_Position identification records:_

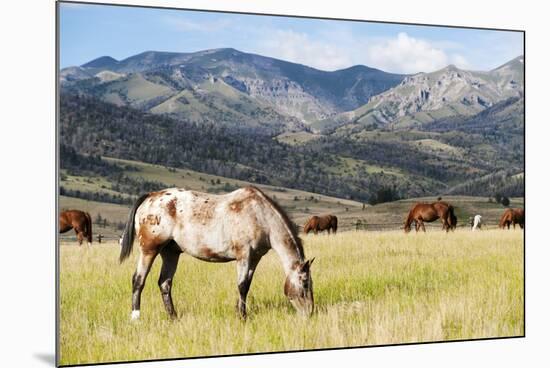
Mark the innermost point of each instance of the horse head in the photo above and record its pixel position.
(299, 288)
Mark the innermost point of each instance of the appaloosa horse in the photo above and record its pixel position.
(80, 221)
(512, 216)
(429, 212)
(240, 226)
(321, 223)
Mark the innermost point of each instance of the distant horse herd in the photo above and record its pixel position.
(240, 226)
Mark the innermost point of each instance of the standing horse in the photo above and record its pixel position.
(512, 216)
(321, 223)
(80, 221)
(239, 226)
(429, 212)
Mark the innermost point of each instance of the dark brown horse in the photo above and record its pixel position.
(429, 212)
(80, 221)
(321, 223)
(512, 216)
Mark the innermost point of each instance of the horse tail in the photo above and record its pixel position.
(88, 227)
(451, 217)
(307, 226)
(129, 230)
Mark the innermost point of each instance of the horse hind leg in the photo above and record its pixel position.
(170, 254)
(144, 264)
(79, 236)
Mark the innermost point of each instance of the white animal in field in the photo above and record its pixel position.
(476, 223)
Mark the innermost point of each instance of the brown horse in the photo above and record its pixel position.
(80, 221)
(240, 226)
(321, 223)
(512, 216)
(429, 212)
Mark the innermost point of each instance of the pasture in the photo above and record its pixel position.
(370, 288)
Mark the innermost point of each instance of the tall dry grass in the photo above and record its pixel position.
(370, 288)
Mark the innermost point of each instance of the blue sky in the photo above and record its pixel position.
(90, 31)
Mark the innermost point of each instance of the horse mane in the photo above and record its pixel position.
(289, 224)
(129, 230)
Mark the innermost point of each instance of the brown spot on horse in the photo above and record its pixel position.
(171, 206)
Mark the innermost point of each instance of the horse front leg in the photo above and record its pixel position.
(144, 264)
(245, 272)
(170, 255)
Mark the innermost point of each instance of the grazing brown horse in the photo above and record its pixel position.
(80, 221)
(321, 223)
(429, 212)
(512, 216)
(240, 226)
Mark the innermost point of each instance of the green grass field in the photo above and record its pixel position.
(370, 288)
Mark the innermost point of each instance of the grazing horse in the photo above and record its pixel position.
(512, 216)
(476, 222)
(321, 223)
(80, 221)
(240, 226)
(428, 212)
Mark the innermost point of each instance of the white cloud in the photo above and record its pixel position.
(399, 54)
(406, 54)
(187, 25)
(300, 48)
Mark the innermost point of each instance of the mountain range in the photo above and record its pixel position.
(250, 91)
(346, 133)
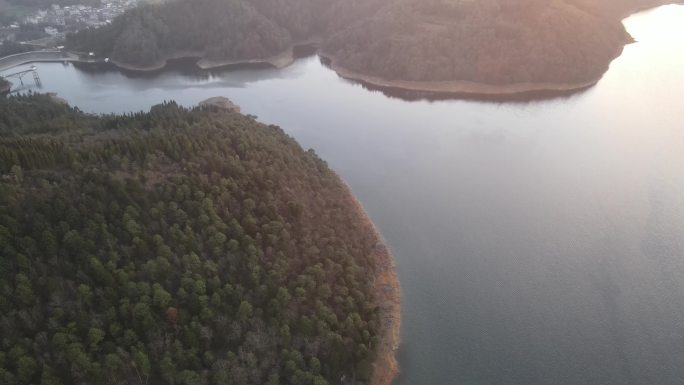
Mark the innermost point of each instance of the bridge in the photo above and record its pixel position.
(46, 55)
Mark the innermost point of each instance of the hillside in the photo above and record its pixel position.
(179, 246)
(491, 42)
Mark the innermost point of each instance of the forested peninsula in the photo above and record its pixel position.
(184, 246)
(484, 46)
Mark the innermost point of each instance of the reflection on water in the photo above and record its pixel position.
(537, 243)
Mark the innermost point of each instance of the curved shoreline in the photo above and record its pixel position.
(278, 61)
(388, 292)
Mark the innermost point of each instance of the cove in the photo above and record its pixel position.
(537, 242)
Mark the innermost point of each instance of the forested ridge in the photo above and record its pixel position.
(178, 246)
(486, 41)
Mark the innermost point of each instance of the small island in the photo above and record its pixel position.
(485, 47)
(183, 245)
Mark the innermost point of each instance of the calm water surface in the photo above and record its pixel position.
(537, 243)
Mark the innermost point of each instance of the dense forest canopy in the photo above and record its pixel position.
(487, 41)
(178, 246)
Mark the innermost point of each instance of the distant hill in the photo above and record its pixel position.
(495, 42)
(178, 246)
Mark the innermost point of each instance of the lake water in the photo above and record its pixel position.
(537, 243)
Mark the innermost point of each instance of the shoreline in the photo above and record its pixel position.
(278, 61)
(452, 88)
(459, 87)
(388, 292)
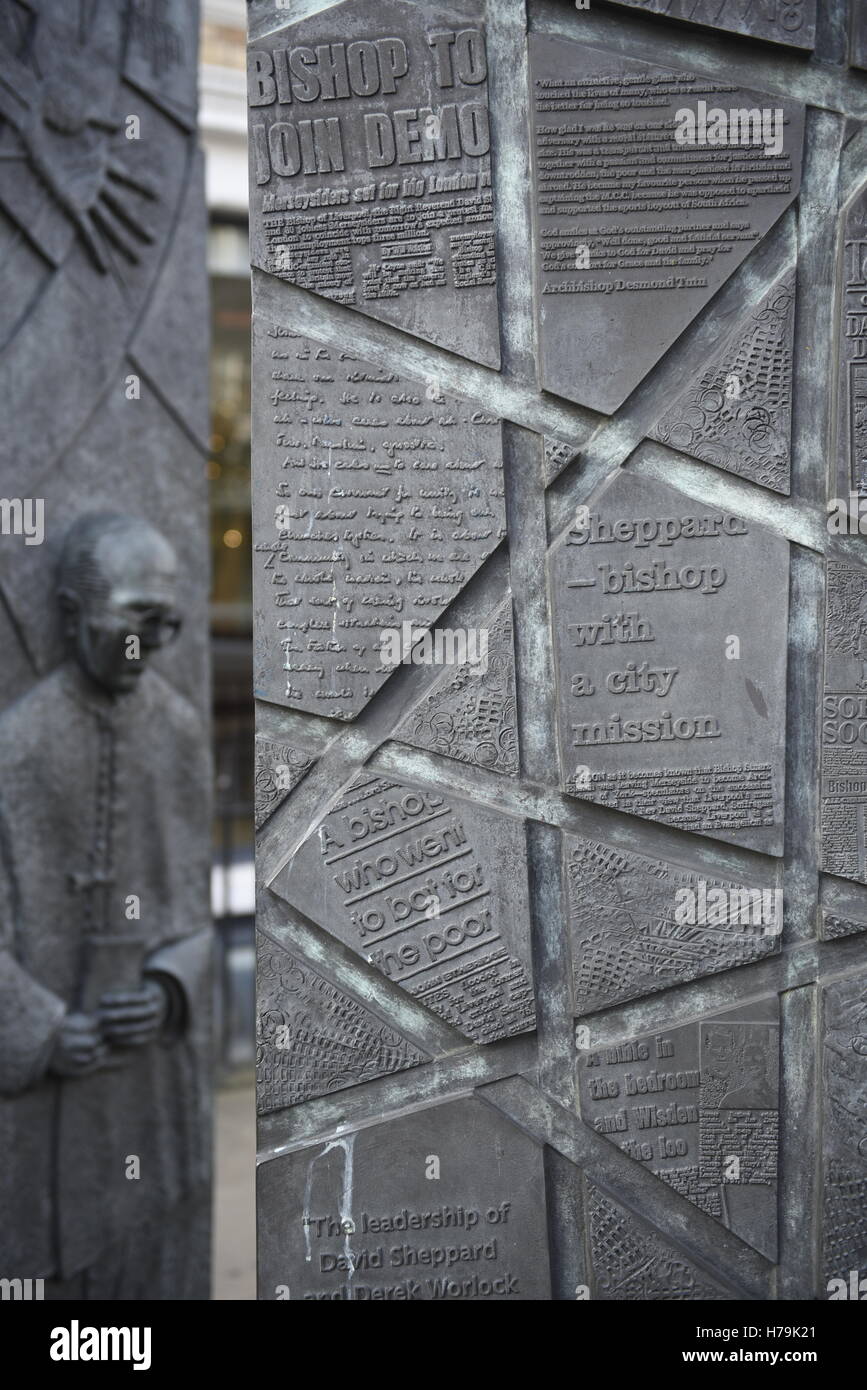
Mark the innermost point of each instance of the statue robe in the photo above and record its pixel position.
(102, 801)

_Prompt:_ The records above must be echoed exactly, minus their pictures.

_Exercise result:_
Mark the innermost point of each instance of the horse head in the photo above and record its pixel position.
(299, 288)
Mark the innermost point of each instance of the appaloosa horse in the photo above and record its pixel position.
(80, 221)
(512, 216)
(429, 212)
(240, 226)
(321, 223)
Mark the innermost point of each instance of the distant horse herd in the photo above and record its pixel position.
(240, 226)
Mark the innermost point of each instance of the standing horse in the photo above and record its pixel position.
(512, 216)
(321, 223)
(80, 221)
(239, 226)
(429, 212)
Mark the innermost point of each instance of the dark brown horse in the photo above and record its pixel position.
(429, 212)
(80, 221)
(321, 223)
(512, 216)
Mark the innermost point of each instance of the horse tail in the photo above and record its pixel position.
(88, 227)
(451, 217)
(307, 226)
(129, 230)
Mark the innermost point of each instance of the horse hind leg in the photo above and record its pixel position.
(170, 254)
(144, 264)
(79, 236)
Mark the innermost point of each instance of the white animal in field in the photo above and record its pixel position.
(476, 223)
Mark the innermost point of each instance of the brown horse in the photo above and record its pixel position.
(80, 221)
(240, 226)
(321, 223)
(512, 216)
(429, 212)
Mark the innermost point of each instance of the pasture in the photo above and record its pixel position.
(370, 288)
Mark the innermost point of each instance of the tall dry grass in the photo above and record its pixel position.
(370, 288)
Mark the innermost point of each instance of the blue sky in the photo above and record its pixel position.
(90, 31)
Mark the innermost point of each instance of the horse mane in the photo above and record its pixel position.
(289, 224)
(129, 230)
Mark the innermost point of each instance of the brown spot on horse in the photo above and record its pixel position.
(171, 206)
Mark the innermost point of each instance of the horse front leg in the photo above and record its pixel position.
(144, 264)
(245, 272)
(170, 255)
Mark the innermost point of each instance of the grazing brown horse in the photo above and record its pixel position.
(80, 221)
(321, 223)
(429, 212)
(512, 216)
(240, 226)
Mark the innermost point of each instance of the green grass field in the photo above and record its pixel position.
(370, 288)
Mark the innermost point of each instance of the grazing horse in the photo above and record its pixel position.
(512, 216)
(476, 222)
(321, 223)
(80, 221)
(240, 226)
(428, 212)
Mark the innermost point of each instance of the white cloud in the photo above and record its pixel position.
(399, 54)
(406, 54)
(187, 25)
(300, 48)
Mark the innermost point of each instance of the mountain range in the photo above and record its pixel position.
(250, 91)
(346, 133)
Mark the innermost point of each instance of the bridge in the photo above and record its pixel position.
(46, 55)
Mark the innermost point of each instance of the hillside in the photo above and record its pixel position.
(179, 246)
(491, 42)
Mark the innermost point of each instance of the forested peninsula in the photo above and record its pixel position.
(184, 246)
(484, 46)
Mark the innermost point of each instance of the reflection on water in the photo above and record its pixel position.
(537, 243)
Mark the innermost point of each instance of the curved shoreline in the photo above and record its pixel position.
(278, 61)
(388, 292)
Mark the innermost point of each instance of the cove in the photo above and record its pixel position.
(537, 242)
Mark the innermost point of each instance of the forested ridge in the photo above and record its pixel position.
(178, 246)
(486, 41)
Mark the innermost point of each instance of the small island in the photo above and record its pixel position.
(485, 47)
(183, 245)
Mark the innermost point of each instance of the calm water surface in the photo above and record its pixel position.
(537, 243)
Mark the innermost point of each instance of the dense forest canopy in the photo above and record its pixel position.
(487, 41)
(178, 246)
Mark the innermost point of each instance of the distant hill in the photo above and record its pixel position.
(495, 42)
(178, 246)
Mark the innermost point of each instance of the lake water in the photo above and record its pixel position.
(537, 243)
Mark the innermost point of each instance of the shoreline in the photo above and record its pixel position.
(278, 61)
(452, 88)
(459, 87)
(388, 292)
Mark the innermost point of each instance of the statue robe in the photo above and record its pixel position.
(102, 801)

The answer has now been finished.